● **Excerpted data**
— START —

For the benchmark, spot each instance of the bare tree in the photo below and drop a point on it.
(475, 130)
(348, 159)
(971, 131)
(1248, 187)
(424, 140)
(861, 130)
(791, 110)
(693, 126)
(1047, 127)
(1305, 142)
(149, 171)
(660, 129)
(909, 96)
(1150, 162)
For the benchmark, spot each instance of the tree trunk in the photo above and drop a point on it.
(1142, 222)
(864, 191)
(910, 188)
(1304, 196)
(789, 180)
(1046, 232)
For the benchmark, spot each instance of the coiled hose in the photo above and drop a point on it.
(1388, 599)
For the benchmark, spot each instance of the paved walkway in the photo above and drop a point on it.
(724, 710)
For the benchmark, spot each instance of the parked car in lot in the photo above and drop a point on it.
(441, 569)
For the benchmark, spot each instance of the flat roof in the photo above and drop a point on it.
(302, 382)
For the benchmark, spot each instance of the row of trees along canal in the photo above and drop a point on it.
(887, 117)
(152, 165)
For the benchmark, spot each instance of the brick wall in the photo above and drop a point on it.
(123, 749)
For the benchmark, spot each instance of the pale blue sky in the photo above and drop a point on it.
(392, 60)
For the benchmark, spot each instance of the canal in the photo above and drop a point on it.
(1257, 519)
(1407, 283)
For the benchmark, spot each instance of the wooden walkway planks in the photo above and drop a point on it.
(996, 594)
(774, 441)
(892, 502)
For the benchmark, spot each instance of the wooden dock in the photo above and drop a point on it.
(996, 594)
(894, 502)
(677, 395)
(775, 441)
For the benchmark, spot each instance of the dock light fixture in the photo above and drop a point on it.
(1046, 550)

— END —
— START —

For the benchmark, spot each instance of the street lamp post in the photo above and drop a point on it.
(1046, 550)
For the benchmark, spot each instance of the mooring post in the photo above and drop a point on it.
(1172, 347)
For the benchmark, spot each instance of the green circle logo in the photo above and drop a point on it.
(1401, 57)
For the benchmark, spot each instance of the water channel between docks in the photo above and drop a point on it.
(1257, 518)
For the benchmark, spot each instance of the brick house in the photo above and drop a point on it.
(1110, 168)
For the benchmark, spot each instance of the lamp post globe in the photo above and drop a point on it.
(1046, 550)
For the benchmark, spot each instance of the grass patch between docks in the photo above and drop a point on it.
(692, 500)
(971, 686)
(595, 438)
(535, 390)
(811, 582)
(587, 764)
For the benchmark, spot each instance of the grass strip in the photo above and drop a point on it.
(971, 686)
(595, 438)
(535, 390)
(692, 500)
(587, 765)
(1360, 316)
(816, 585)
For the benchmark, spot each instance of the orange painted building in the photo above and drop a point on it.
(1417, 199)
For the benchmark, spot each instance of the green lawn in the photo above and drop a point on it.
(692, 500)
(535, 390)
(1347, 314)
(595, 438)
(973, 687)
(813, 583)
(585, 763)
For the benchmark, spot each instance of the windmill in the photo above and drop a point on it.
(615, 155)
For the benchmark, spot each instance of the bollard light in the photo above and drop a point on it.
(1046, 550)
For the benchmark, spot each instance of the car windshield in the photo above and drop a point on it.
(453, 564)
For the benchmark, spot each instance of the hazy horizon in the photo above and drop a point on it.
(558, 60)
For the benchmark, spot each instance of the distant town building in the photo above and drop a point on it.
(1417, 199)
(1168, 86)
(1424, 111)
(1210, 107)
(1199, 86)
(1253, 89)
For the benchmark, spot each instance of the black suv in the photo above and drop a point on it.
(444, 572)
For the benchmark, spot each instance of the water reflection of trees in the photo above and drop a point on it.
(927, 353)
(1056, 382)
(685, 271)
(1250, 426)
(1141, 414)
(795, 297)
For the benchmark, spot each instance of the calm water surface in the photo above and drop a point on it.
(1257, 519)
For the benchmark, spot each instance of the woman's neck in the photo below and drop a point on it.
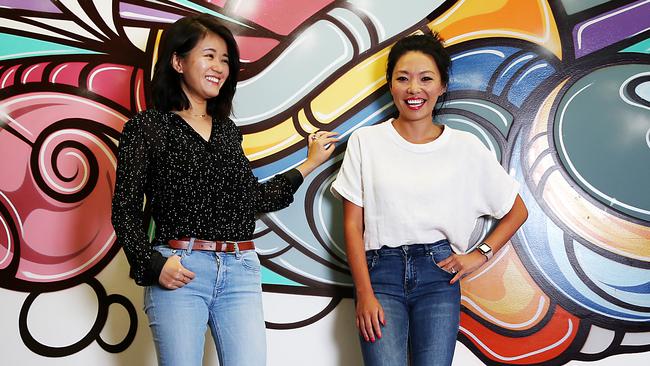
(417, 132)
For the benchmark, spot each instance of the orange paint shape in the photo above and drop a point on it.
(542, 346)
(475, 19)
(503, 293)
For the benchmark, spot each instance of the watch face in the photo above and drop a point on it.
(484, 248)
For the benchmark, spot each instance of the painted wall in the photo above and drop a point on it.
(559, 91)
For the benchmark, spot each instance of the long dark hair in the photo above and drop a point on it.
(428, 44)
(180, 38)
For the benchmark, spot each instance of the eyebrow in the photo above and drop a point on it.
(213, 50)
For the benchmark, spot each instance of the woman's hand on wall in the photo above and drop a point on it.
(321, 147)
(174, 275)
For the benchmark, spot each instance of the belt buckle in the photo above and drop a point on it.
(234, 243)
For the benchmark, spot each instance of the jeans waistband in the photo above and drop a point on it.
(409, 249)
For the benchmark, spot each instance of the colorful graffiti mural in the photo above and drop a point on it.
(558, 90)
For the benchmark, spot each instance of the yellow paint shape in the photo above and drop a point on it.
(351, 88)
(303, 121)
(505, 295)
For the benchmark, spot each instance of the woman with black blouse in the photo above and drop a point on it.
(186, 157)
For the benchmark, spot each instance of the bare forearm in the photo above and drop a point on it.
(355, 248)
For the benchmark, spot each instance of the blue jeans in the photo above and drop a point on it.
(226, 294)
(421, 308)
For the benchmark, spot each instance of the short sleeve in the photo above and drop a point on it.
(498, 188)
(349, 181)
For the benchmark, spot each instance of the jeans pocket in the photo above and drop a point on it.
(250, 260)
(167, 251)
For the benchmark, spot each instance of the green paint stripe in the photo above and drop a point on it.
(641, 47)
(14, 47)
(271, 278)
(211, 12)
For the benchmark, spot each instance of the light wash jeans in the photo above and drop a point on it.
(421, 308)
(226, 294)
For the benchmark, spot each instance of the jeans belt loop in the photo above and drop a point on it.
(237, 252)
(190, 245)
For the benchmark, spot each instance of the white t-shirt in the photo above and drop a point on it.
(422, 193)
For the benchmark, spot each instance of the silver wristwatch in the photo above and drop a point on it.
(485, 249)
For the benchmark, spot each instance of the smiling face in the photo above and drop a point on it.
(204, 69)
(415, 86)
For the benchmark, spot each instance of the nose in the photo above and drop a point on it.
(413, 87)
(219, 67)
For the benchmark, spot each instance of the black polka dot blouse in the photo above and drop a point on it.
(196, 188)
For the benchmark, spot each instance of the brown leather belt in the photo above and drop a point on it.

— END —
— START —

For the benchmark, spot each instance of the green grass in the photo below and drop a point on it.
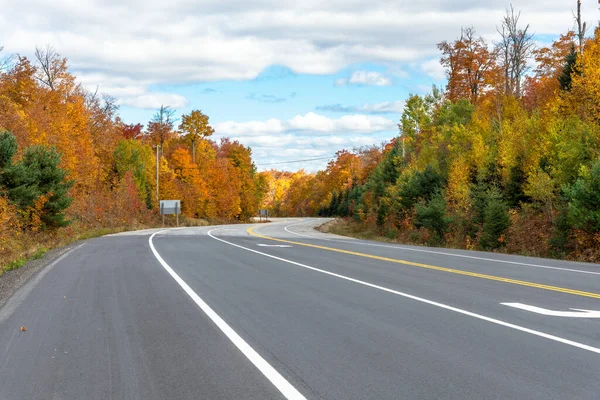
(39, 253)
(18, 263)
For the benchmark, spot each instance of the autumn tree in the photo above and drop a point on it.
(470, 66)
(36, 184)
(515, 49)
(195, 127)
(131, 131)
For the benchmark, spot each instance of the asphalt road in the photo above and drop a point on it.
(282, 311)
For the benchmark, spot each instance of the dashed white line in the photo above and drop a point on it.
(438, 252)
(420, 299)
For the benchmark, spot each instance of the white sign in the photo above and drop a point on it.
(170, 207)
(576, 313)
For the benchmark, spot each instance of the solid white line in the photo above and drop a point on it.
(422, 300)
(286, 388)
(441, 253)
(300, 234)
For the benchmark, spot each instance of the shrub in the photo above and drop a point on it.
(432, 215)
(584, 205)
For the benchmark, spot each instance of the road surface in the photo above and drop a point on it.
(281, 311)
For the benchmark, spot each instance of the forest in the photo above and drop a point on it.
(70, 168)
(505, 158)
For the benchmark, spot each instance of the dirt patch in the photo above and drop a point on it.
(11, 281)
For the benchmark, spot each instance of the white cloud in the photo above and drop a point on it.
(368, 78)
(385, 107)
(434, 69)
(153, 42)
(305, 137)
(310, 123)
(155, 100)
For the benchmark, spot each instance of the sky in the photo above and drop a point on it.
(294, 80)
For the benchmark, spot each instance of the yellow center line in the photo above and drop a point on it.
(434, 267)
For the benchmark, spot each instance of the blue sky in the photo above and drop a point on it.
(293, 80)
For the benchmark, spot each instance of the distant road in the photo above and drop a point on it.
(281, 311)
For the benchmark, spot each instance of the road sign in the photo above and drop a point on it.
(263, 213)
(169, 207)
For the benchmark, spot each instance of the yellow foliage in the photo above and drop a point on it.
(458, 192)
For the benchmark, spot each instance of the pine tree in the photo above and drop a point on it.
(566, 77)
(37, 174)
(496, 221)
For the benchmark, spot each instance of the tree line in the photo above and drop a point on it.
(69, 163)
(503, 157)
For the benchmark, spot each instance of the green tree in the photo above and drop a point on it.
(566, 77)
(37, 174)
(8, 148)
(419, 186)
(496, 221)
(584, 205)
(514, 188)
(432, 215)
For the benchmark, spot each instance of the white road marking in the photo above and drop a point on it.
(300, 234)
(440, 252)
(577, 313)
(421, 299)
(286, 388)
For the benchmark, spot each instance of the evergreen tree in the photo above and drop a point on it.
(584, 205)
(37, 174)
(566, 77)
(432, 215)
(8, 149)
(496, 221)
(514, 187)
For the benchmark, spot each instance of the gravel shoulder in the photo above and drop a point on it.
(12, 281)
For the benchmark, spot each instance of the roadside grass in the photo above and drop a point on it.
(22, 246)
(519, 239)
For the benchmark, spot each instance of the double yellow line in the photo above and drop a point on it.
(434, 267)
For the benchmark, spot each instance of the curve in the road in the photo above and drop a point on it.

— END —

● **Exercise goal**
Please report how many lines in the items above contain the string "surface", matching case exactly. Reply with the number alone.

● **Solution for this problem**
2